Among the lines of the records below, count those with the word "task". Reply with that number alone.

Input data START

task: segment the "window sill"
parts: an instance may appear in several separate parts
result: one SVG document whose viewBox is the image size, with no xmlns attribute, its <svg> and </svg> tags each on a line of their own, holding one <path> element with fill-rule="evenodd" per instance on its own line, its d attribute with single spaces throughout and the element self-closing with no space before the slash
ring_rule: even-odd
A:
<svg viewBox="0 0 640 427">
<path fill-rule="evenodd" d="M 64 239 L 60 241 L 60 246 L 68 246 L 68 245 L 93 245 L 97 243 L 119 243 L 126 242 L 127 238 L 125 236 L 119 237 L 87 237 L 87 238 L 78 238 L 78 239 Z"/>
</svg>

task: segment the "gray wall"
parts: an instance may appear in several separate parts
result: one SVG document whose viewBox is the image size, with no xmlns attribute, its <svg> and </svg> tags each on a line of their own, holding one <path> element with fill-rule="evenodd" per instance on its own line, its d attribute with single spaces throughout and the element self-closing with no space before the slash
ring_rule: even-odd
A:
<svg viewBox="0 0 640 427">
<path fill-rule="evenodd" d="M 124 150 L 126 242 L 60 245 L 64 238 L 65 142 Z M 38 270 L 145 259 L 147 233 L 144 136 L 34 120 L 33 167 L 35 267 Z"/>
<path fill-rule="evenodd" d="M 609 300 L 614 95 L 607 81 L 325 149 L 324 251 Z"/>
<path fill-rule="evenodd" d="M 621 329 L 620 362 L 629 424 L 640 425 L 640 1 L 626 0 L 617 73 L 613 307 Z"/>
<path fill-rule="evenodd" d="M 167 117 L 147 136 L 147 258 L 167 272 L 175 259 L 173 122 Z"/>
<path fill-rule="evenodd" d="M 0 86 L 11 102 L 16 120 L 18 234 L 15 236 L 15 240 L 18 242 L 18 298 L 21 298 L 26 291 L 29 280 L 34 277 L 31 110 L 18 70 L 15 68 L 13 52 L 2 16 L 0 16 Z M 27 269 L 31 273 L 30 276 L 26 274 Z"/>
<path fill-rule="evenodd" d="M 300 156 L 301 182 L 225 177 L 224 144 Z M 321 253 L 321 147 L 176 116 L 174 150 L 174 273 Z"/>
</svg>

Input data END

## Written response:
2